**ZIEL**
Stelle die Zeilen vom Beginn der Einträge bis einschließlich der Zeile mit "[(612, 651), (382, 628)]" als nummerierte Liste dar. Lass dabei Leerzeilen weg.
++++ VORLIEGENDE EINTRÄGE
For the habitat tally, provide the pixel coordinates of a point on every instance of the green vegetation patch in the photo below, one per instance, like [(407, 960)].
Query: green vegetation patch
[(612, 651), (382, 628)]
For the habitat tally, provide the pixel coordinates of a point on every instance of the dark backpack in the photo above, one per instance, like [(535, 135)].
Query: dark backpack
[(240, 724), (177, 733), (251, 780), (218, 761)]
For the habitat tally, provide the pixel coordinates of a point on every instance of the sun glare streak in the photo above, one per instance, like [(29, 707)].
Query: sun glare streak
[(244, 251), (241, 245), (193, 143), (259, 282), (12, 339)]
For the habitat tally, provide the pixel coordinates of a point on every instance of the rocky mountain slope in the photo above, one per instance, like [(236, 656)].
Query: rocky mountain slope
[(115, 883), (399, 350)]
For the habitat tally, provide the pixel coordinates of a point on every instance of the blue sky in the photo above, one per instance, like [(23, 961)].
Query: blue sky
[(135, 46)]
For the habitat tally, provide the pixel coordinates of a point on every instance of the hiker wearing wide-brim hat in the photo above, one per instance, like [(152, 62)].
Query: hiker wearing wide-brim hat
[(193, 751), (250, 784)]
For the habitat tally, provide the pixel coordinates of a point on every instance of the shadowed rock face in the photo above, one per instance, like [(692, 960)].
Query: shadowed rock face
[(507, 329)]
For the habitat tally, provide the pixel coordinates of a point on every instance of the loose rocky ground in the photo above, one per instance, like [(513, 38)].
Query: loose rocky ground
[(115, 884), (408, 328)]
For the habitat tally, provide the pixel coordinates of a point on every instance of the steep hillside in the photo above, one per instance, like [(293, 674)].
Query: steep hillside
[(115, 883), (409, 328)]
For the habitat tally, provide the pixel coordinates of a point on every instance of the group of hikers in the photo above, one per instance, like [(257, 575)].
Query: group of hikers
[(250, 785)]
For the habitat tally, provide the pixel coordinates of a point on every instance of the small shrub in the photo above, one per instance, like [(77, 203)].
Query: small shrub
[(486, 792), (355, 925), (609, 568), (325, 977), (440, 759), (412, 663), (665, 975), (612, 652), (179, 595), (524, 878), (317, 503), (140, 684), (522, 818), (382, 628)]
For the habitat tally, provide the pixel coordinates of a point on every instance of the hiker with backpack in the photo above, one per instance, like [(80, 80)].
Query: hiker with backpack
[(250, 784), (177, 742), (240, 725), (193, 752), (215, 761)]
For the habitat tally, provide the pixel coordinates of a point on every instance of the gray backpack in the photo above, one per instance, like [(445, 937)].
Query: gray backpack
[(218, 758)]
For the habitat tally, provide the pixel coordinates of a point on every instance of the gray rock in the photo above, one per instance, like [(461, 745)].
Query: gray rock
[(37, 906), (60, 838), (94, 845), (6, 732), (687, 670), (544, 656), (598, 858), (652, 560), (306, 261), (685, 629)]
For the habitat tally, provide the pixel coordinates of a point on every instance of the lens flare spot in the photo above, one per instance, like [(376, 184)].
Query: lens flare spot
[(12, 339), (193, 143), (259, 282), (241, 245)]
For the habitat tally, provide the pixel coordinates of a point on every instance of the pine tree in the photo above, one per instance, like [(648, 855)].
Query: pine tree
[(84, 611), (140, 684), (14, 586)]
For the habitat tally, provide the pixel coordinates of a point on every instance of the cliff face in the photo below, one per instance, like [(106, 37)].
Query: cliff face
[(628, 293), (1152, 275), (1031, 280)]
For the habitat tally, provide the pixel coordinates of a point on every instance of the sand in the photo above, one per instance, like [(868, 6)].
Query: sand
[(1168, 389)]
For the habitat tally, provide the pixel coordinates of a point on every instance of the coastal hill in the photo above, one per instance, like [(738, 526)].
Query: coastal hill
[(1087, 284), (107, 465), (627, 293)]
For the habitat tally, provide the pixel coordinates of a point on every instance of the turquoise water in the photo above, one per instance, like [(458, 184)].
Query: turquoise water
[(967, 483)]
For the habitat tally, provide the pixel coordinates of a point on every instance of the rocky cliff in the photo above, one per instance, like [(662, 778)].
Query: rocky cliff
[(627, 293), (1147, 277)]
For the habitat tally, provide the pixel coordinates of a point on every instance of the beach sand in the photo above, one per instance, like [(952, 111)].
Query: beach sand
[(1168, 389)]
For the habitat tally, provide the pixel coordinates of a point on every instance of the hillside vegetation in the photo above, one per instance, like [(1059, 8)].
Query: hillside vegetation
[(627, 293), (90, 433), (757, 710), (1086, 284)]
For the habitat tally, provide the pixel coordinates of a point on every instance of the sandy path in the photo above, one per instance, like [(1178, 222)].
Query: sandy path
++++++++
**ERGEBNIS**
1. For the habitat tally, provide the pixel coordinates of a point on every instance of the green vegetation patch in the photo below, one per instance, like [(407, 960)].
2. Query: green vegetation patch
3. [(612, 651), (382, 628)]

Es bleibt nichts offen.